Rows from a box labeling dataset:
—————

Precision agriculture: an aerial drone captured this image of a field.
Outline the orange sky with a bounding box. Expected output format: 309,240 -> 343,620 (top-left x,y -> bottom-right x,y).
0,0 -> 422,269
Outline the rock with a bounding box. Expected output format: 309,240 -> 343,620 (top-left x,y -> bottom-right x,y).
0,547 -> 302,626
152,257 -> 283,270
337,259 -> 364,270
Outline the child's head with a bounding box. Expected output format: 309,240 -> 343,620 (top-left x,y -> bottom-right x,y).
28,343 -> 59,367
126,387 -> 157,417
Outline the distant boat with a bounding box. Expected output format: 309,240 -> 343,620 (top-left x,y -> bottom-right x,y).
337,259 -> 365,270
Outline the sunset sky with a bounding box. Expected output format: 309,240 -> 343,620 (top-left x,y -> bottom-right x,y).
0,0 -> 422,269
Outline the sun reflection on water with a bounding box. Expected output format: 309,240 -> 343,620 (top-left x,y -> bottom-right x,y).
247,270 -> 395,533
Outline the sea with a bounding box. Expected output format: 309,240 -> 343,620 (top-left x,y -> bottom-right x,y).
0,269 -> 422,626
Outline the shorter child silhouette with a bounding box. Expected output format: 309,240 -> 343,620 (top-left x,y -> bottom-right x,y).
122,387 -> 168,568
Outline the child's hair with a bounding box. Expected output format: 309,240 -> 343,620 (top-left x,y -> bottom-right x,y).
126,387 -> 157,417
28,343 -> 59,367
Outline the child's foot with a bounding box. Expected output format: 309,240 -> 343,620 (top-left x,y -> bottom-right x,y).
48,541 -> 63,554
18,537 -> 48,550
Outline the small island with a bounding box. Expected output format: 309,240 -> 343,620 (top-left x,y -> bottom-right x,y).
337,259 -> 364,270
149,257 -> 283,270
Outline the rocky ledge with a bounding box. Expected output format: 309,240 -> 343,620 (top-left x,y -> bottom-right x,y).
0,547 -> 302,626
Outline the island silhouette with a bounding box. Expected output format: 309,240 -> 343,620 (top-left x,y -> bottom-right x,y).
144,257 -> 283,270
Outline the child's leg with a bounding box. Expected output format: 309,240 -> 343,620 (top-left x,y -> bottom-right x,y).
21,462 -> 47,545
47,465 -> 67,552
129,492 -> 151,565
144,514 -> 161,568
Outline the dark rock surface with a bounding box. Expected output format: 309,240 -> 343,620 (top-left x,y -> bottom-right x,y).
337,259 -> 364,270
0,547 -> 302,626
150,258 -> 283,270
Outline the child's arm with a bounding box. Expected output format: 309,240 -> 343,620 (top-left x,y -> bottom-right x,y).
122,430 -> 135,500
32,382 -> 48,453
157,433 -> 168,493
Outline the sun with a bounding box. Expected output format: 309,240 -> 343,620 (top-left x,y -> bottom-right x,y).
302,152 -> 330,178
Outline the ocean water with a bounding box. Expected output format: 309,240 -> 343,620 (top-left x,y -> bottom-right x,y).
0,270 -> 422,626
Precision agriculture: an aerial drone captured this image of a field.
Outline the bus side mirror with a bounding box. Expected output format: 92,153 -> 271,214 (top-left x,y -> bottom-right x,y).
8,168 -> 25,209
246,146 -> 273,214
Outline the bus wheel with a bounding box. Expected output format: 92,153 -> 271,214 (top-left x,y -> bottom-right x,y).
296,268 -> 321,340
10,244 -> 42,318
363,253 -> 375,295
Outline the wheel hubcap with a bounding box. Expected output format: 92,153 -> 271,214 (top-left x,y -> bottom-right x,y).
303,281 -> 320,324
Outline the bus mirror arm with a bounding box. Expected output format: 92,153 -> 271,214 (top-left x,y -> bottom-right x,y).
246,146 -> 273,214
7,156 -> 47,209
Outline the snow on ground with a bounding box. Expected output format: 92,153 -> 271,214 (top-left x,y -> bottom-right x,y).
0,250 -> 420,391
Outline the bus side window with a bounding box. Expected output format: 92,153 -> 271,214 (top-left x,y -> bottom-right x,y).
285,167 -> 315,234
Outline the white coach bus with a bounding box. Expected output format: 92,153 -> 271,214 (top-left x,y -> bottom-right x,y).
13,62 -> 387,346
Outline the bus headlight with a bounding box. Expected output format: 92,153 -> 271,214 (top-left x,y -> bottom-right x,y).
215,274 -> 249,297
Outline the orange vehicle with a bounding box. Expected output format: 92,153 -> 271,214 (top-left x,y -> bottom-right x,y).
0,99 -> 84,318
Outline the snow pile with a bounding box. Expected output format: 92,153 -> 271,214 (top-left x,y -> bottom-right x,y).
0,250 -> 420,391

—————

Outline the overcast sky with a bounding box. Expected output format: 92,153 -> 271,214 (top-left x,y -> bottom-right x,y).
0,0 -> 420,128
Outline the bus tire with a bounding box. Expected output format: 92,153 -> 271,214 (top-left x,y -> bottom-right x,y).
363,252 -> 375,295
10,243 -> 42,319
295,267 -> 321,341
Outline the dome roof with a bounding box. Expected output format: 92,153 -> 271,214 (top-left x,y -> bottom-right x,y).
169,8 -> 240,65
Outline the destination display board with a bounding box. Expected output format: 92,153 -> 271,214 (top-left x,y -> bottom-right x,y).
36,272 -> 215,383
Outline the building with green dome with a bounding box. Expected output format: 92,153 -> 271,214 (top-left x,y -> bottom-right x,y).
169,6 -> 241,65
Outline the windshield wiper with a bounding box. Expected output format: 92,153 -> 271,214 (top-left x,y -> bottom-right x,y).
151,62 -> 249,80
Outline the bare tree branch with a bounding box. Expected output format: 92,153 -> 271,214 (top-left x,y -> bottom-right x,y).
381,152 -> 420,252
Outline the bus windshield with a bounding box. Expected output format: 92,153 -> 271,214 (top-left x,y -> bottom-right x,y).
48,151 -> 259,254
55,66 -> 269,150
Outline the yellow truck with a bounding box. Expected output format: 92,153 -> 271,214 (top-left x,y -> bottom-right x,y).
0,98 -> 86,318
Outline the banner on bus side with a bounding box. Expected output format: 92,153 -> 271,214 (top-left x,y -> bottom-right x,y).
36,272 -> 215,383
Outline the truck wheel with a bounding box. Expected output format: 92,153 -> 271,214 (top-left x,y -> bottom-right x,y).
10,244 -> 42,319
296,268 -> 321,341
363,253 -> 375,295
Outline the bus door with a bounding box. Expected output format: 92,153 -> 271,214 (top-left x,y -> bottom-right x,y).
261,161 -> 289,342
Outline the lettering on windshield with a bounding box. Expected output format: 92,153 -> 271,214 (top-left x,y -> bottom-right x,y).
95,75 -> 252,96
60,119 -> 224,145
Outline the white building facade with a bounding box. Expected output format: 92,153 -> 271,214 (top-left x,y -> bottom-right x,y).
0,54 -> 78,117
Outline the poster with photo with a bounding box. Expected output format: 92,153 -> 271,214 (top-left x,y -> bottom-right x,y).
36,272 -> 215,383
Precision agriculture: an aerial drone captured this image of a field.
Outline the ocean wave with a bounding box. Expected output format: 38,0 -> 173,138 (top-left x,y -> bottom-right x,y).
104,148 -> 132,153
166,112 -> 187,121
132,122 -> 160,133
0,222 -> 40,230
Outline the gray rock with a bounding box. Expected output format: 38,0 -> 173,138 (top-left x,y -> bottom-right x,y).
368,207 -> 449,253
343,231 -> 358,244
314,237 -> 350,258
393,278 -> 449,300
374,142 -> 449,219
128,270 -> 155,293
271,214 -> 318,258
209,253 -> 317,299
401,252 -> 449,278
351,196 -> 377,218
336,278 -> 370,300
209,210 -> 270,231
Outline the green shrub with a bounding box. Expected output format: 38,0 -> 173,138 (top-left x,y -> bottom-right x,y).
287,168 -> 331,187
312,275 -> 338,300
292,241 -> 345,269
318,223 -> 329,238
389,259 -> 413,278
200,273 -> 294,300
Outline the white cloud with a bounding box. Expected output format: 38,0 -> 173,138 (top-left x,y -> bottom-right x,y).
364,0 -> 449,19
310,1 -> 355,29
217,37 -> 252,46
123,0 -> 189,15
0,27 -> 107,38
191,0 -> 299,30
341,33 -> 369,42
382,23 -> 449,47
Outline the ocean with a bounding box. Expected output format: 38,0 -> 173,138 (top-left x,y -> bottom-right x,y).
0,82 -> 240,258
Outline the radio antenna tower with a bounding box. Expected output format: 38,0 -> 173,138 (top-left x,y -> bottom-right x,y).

—————

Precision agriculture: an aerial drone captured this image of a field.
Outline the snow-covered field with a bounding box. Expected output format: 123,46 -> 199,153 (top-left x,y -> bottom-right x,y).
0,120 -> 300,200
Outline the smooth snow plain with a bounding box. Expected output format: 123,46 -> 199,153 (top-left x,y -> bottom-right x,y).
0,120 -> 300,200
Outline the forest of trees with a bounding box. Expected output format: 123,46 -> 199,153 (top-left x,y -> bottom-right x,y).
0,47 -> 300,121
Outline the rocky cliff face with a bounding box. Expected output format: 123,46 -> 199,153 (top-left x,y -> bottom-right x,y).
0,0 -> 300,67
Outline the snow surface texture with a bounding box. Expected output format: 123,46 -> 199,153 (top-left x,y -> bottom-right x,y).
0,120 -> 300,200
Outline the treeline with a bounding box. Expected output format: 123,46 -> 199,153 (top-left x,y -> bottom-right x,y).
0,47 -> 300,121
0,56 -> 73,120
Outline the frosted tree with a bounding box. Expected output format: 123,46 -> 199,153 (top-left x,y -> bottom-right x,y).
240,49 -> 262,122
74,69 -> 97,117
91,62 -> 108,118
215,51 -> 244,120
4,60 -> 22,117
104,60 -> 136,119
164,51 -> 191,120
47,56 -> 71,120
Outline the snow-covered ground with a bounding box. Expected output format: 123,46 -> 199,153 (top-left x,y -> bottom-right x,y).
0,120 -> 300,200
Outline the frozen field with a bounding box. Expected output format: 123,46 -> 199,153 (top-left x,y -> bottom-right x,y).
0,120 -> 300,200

—————

OBJECTIVE:
Copy out the items from the line with "Outline the destination" up to and including the line with "261,161 -> 289,342", keeping every line exactly as it appears.

CORRECT ANSWER:
Outline the destination display board with a bounding box. Expected output format: 92,153 -> 271,214 (top-left x,y -> bottom-right x,y).
36,272 -> 215,383
Outline the building with green dome with a bounding box. Expected output format: 92,153 -> 271,214 (top-left x,y -> bottom-right x,y).
169,6 -> 241,65
Outline the windshield wiper with a bounding box. Expected output format: 92,153 -> 271,214 (top-left x,y -> bottom-right x,y).
151,62 -> 249,80
Outline the bare tree branch with a bounding box. Expected output format: 92,153 -> 271,214 (top-left x,y -> bottom-right x,y).
381,152 -> 420,252
Outline the bus windshield with a bounding box. Expected output format: 92,153 -> 271,214 (top-left x,y -> bottom-right x,y).
48,151 -> 259,254
55,66 -> 269,150
Outline the yellow truck with a bounding box. Expected output format: 92,153 -> 271,214 (top-left x,y -> bottom-right x,y).
0,98 -> 86,318
Outline the banner on bus side with a bounding box. Expected output format: 92,153 -> 271,214 (top-left x,y -> bottom-right x,y).
36,272 -> 215,383
Outline the truck wheel with a bounding box. Expected output format: 92,153 -> 271,214 (top-left x,y -> bottom-right x,y).
10,244 -> 42,319
296,268 -> 321,341
363,253 -> 375,295
Outline the bus door with a bounding box. Expected output format: 92,153 -> 271,214 (top-left x,y -> bottom-right x,y).
261,161 -> 289,342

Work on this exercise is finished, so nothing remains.